### [Document segment]
But now thus saith the Lord that created thee, O Jacob, and he that formed thee, O Israel,
Fear not: for I have redeemed thee, I have called thee by thy name; thou art mine. When thou passest through the waters, I will be with thee; and through the rivers, they shall not overflow thee: when thou walkest through the fire, thou shalt not be burned; neither shall the flame kindle upon thee. For I am the Lord thy God, the Holy One of Israel, thy Saviour…
– Isaiah 43:1-3a, KJV (emphasis mine)
Scars of a degrading, slanderous narrative can last far longer than any divorce.
I personally can attest to this fact. As a naturally introspective sort of person, I spent way too many hours and days parsing the half-truths and flat out lies my ex and her cohorts fabricated about me. These were the real sources of lasting destructive pain for me.
In my opinion, she painted a picture of me as a wife-beating, lazy couch potato to her supporters. My ex even tried to turn my own mother against me with such slanderous insinuations but was unsuccessful when my mother challenged her about the facts regarding such serious insinuations regarding her own son. She had none, really.

### [Written task 1]
Swap "half-truths" for "distortions" in the reflection on divorce, starting at "Scars of a degrading, slanderous" and ending at "pain for me.", and write out that portion with the change.

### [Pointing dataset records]
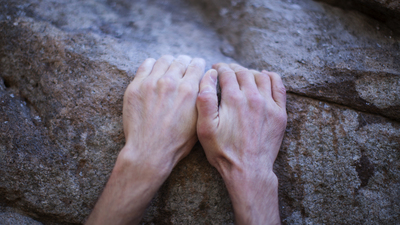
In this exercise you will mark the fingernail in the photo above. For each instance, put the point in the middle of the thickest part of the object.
(213, 76)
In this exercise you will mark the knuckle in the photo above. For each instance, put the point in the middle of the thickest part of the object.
(148, 85)
(280, 89)
(166, 83)
(234, 96)
(188, 89)
(255, 99)
(243, 72)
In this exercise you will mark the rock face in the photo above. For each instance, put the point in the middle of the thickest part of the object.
(65, 65)
(386, 11)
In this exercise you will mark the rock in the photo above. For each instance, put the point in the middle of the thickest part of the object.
(384, 10)
(322, 52)
(65, 65)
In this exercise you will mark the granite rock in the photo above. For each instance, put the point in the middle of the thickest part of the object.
(65, 65)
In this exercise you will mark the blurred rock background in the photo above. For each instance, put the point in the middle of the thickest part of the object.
(64, 66)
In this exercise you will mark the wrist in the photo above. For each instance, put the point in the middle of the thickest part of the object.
(254, 194)
(148, 168)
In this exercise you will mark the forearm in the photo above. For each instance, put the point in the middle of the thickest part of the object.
(254, 196)
(127, 194)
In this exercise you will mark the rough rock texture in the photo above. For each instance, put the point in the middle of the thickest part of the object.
(387, 11)
(64, 66)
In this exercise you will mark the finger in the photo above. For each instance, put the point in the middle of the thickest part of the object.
(207, 105)
(195, 70)
(278, 89)
(161, 66)
(144, 69)
(178, 67)
(227, 80)
(245, 77)
(263, 84)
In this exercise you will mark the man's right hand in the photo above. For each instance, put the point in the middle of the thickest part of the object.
(242, 136)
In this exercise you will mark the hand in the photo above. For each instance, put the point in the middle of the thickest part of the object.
(159, 117)
(242, 136)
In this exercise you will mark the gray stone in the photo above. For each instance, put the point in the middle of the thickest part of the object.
(386, 11)
(65, 65)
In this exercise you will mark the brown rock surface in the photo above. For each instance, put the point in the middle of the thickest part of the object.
(64, 66)
(387, 11)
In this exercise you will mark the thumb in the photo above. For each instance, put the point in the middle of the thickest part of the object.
(207, 105)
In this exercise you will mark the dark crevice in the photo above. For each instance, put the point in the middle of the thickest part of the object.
(6, 83)
(343, 105)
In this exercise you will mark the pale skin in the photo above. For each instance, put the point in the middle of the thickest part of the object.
(168, 107)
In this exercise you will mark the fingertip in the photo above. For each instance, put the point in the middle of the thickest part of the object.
(213, 75)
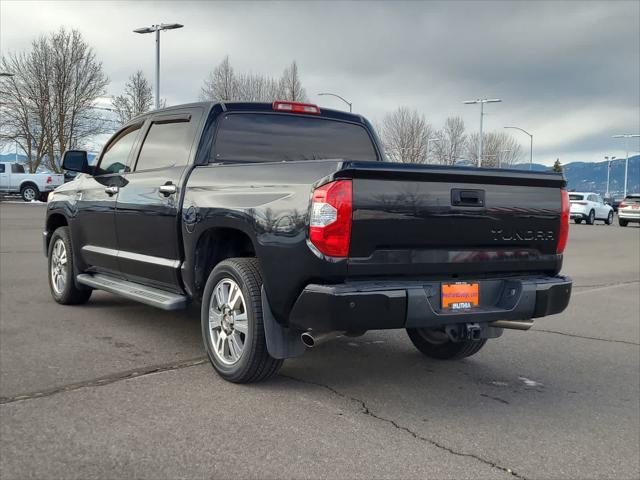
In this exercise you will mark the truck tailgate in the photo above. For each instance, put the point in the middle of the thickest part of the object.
(423, 220)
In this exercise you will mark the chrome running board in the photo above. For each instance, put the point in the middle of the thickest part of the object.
(134, 291)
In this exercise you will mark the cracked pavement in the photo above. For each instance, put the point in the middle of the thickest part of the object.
(114, 389)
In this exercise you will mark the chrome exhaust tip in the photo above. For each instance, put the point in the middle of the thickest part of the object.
(313, 340)
(512, 324)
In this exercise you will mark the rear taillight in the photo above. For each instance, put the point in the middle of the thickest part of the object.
(295, 107)
(330, 223)
(563, 234)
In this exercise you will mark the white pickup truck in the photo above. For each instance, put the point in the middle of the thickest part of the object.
(31, 186)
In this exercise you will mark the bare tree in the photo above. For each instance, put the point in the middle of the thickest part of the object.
(291, 88)
(404, 134)
(221, 85)
(48, 102)
(451, 142)
(136, 99)
(498, 150)
(257, 88)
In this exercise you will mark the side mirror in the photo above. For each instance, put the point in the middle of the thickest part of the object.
(76, 161)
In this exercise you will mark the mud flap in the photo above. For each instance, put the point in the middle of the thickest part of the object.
(282, 342)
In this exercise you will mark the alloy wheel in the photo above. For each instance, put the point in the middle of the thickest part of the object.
(228, 321)
(58, 266)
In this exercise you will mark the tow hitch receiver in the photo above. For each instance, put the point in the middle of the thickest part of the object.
(464, 331)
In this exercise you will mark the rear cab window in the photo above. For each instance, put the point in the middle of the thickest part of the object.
(168, 141)
(267, 137)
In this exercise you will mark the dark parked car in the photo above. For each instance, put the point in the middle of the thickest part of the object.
(289, 227)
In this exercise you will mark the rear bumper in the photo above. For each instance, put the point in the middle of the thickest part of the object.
(633, 216)
(362, 306)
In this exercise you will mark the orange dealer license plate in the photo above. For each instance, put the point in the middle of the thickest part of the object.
(460, 295)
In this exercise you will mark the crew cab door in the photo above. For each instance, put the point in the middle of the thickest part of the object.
(148, 206)
(4, 177)
(93, 229)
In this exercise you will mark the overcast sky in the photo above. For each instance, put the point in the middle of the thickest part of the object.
(567, 72)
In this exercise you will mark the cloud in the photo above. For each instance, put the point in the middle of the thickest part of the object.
(569, 72)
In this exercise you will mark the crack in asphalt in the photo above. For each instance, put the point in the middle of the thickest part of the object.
(417, 436)
(107, 380)
(585, 337)
(611, 284)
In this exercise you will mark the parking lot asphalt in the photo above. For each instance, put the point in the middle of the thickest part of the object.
(114, 389)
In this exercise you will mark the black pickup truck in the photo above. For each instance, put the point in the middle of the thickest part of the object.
(288, 226)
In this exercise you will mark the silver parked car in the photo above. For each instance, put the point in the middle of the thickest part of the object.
(629, 210)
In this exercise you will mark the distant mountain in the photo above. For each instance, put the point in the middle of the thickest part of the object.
(581, 176)
(592, 176)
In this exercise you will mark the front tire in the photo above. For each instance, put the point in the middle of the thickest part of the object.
(232, 325)
(61, 277)
(609, 219)
(436, 344)
(29, 192)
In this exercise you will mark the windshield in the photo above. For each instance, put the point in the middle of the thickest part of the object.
(255, 137)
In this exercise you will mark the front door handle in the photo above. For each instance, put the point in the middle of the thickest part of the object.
(168, 189)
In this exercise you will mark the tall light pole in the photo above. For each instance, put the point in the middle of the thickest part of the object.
(626, 136)
(481, 101)
(429, 140)
(157, 29)
(608, 172)
(338, 96)
(530, 145)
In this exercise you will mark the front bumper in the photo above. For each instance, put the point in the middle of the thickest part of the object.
(360, 306)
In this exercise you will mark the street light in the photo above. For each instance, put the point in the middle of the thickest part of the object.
(338, 96)
(481, 101)
(429, 140)
(530, 145)
(157, 29)
(608, 172)
(626, 136)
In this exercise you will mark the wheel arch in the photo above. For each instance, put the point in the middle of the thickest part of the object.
(27, 182)
(54, 221)
(214, 245)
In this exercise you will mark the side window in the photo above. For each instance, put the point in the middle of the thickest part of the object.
(167, 144)
(114, 158)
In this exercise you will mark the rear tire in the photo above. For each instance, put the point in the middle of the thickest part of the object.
(232, 325)
(29, 192)
(442, 348)
(60, 270)
(609, 219)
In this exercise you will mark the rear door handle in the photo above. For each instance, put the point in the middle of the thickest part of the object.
(168, 189)
(467, 198)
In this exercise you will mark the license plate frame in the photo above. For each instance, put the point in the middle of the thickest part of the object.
(460, 296)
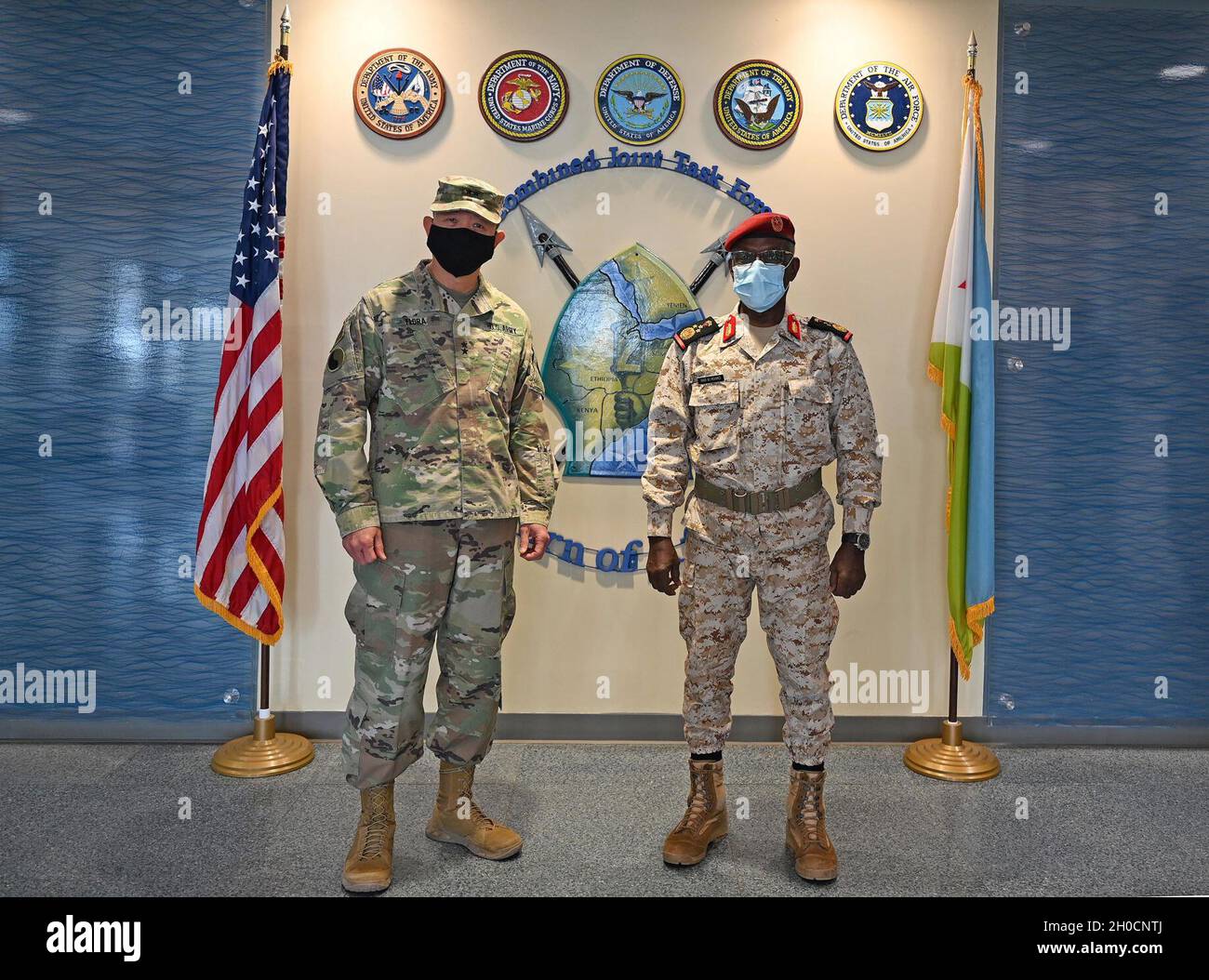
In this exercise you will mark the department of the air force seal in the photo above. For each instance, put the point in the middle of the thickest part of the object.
(399, 93)
(639, 99)
(879, 107)
(523, 96)
(757, 104)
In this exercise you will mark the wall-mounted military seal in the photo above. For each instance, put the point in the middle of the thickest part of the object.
(523, 96)
(639, 99)
(757, 104)
(879, 107)
(399, 93)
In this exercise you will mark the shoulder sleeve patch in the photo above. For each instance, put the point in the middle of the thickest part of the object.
(696, 331)
(843, 333)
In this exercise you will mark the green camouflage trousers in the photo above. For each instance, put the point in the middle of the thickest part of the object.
(450, 581)
(798, 616)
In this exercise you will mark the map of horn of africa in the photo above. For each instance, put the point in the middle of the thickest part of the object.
(604, 355)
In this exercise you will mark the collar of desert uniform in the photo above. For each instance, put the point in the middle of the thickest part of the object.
(483, 301)
(734, 325)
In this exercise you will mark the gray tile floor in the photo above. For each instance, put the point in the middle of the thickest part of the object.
(104, 821)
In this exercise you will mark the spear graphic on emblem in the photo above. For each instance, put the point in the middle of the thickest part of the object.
(545, 242)
(717, 257)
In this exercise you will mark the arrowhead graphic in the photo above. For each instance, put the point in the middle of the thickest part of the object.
(542, 236)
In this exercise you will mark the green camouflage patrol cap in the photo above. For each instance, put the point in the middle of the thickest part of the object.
(464, 193)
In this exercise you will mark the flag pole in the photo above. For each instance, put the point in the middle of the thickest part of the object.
(266, 752)
(950, 758)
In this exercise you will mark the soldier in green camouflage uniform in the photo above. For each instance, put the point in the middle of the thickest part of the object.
(752, 406)
(442, 365)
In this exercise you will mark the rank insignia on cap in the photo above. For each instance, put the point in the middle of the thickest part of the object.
(694, 333)
(843, 333)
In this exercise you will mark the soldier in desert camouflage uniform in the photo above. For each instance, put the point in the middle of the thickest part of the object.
(756, 404)
(442, 363)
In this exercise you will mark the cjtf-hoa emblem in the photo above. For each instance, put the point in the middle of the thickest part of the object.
(879, 107)
(639, 99)
(523, 96)
(399, 93)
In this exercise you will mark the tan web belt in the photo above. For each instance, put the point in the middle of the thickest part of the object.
(758, 501)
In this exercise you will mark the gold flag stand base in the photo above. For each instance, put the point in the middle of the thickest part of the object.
(266, 752)
(950, 758)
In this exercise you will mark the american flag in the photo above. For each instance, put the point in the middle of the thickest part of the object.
(240, 572)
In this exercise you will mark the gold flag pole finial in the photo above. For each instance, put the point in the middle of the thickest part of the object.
(285, 47)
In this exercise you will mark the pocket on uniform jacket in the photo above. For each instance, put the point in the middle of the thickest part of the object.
(809, 406)
(714, 408)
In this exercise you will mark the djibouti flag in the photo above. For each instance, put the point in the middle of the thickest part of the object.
(960, 359)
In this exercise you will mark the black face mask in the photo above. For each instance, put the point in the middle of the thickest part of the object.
(459, 250)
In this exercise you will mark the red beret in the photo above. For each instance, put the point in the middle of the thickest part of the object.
(762, 225)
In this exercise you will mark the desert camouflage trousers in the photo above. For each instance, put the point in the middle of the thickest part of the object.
(798, 616)
(444, 581)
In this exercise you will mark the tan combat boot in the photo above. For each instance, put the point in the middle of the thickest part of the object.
(458, 818)
(805, 831)
(705, 818)
(367, 866)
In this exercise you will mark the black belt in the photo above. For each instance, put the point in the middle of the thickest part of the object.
(758, 501)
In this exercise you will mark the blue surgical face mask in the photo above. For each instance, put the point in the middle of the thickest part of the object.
(760, 285)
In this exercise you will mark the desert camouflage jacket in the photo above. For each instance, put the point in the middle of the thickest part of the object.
(762, 423)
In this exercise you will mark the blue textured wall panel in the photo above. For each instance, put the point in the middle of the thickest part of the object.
(1116, 537)
(145, 189)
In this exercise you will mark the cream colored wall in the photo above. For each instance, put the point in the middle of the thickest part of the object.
(878, 274)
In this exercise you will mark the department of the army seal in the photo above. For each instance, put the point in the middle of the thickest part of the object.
(879, 107)
(757, 104)
(399, 93)
(523, 96)
(639, 99)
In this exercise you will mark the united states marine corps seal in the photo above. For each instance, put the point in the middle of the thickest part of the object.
(523, 96)
(757, 105)
(399, 93)
(639, 99)
(879, 107)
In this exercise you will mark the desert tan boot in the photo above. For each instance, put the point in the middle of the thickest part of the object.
(705, 817)
(367, 866)
(458, 818)
(805, 831)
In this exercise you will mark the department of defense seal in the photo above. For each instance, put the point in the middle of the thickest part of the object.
(523, 96)
(757, 104)
(639, 99)
(879, 107)
(399, 93)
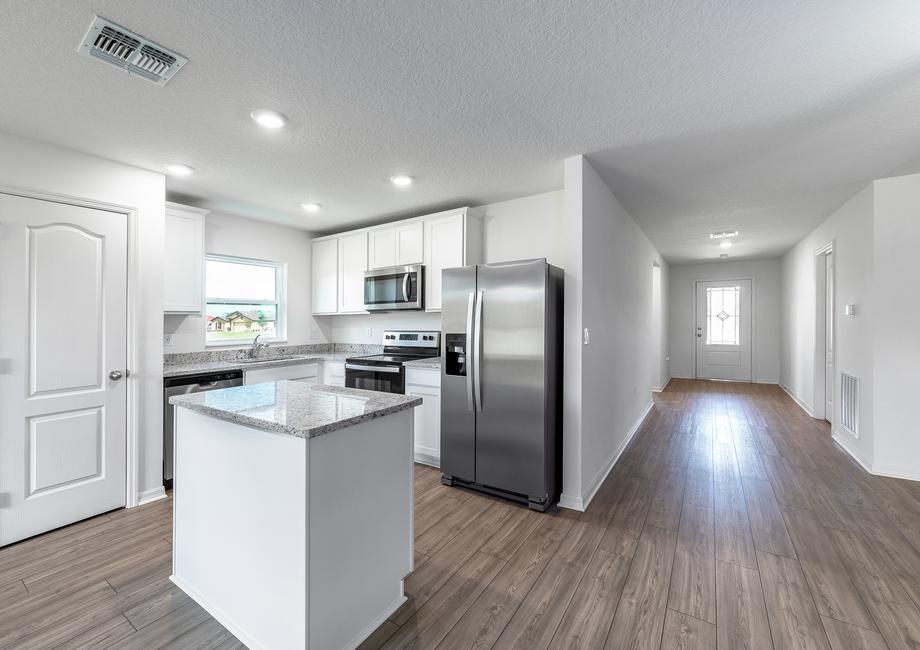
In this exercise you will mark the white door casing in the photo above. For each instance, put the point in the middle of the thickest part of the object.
(723, 330)
(829, 338)
(63, 286)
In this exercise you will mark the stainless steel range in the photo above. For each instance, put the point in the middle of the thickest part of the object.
(385, 372)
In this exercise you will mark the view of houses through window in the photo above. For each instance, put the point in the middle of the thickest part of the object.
(243, 299)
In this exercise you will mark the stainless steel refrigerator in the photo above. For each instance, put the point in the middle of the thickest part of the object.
(501, 380)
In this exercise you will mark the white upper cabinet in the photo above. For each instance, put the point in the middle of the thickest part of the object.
(409, 248)
(439, 241)
(451, 240)
(381, 248)
(395, 245)
(326, 276)
(352, 265)
(183, 260)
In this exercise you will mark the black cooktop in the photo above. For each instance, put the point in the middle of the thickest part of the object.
(386, 359)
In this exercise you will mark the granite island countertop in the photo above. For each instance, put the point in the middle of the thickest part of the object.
(295, 408)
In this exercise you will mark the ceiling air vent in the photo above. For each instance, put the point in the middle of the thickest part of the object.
(131, 52)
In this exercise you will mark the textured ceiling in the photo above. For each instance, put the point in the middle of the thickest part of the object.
(757, 115)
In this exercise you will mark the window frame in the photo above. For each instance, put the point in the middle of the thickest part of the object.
(280, 301)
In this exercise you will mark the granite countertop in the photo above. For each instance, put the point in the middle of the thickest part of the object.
(295, 408)
(194, 368)
(432, 363)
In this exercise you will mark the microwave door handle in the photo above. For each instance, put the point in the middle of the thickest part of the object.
(471, 300)
(477, 353)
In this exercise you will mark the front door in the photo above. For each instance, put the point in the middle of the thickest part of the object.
(63, 283)
(723, 330)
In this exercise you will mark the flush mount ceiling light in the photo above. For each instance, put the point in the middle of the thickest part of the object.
(268, 119)
(401, 180)
(179, 169)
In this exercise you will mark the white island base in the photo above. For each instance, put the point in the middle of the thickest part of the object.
(293, 542)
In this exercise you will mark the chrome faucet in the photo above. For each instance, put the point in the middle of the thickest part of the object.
(256, 346)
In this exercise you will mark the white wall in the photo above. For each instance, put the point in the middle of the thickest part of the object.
(27, 164)
(230, 235)
(850, 229)
(766, 276)
(525, 228)
(619, 368)
(896, 326)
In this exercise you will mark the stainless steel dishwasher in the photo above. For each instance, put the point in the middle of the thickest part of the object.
(183, 386)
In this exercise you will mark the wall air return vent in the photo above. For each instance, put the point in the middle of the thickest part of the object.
(131, 52)
(849, 403)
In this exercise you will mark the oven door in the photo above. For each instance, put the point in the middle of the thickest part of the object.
(385, 379)
(398, 287)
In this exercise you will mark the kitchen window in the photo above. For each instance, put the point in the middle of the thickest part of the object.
(245, 299)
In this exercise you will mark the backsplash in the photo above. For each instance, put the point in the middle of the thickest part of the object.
(209, 356)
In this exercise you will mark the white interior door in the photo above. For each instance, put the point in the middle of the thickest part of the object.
(63, 284)
(829, 338)
(723, 330)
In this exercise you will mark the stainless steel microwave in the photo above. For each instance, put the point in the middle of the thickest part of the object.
(394, 288)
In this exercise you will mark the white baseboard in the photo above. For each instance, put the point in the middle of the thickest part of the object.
(802, 404)
(581, 503)
(221, 618)
(658, 390)
(896, 472)
(149, 496)
(426, 458)
(377, 622)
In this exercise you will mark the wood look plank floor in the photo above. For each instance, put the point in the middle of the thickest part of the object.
(731, 520)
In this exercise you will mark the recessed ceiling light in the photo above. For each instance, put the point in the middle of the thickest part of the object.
(401, 180)
(179, 169)
(269, 119)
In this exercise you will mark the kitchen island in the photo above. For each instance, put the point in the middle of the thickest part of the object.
(293, 510)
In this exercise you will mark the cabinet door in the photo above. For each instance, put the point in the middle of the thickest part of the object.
(409, 243)
(352, 265)
(381, 248)
(443, 250)
(325, 276)
(427, 425)
(183, 257)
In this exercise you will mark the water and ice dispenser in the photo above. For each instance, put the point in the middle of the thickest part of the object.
(455, 349)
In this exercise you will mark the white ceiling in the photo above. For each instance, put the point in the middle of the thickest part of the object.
(760, 116)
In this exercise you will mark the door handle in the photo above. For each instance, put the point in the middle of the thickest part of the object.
(471, 300)
(477, 353)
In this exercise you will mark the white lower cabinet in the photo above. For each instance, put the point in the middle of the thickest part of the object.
(426, 383)
(303, 372)
(334, 373)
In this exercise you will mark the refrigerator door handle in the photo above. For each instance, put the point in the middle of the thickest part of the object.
(469, 341)
(477, 354)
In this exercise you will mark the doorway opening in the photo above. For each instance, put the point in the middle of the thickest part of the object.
(825, 335)
(658, 377)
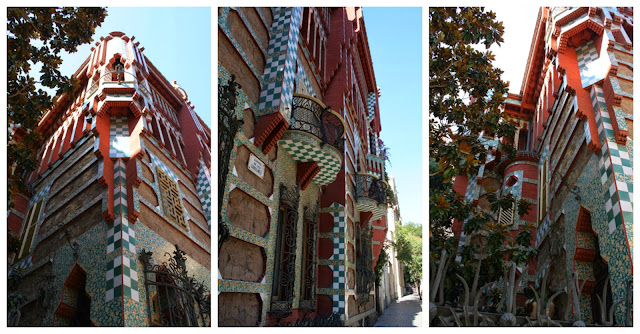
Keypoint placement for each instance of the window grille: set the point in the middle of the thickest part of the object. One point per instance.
(284, 272)
(171, 205)
(506, 216)
(30, 224)
(364, 263)
(310, 238)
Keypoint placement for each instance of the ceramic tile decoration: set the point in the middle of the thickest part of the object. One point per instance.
(91, 231)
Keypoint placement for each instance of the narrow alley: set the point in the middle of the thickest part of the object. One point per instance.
(404, 312)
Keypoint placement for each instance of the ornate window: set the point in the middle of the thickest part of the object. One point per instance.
(542, 191)
(364, 262)
(309, 255)
(28, 232)
(174, 298)
(284, 272)
(171, 205)
(372, 144)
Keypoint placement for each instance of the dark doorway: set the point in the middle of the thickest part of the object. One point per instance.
(601, 273)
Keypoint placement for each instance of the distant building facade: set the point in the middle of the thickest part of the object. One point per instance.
(302, 190)
(574, 160)
(392, 280)
(123, 184)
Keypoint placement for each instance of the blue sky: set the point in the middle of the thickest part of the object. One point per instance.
(176, 40)
(396, 50)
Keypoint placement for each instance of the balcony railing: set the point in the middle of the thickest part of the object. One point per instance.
(371, 187)
(520, 155)
(375, 165)
(311, 116)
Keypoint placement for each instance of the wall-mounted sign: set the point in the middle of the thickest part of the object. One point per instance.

### [Written task 2]
State how many lines of the entries contain the string "tire", giving only the number.

### [Answer 1]
Scars of a degrading, slanderous narrative can last far longer than any divorce.
I personally can attest to this fact. As a naturally introspective sort of person, I spent way too many hours and days parsing the distortions and flat out lies my ex and her cohorts fabricated about me. These were the real sources of lasting destructive pain for me.

### [Answer 2]
2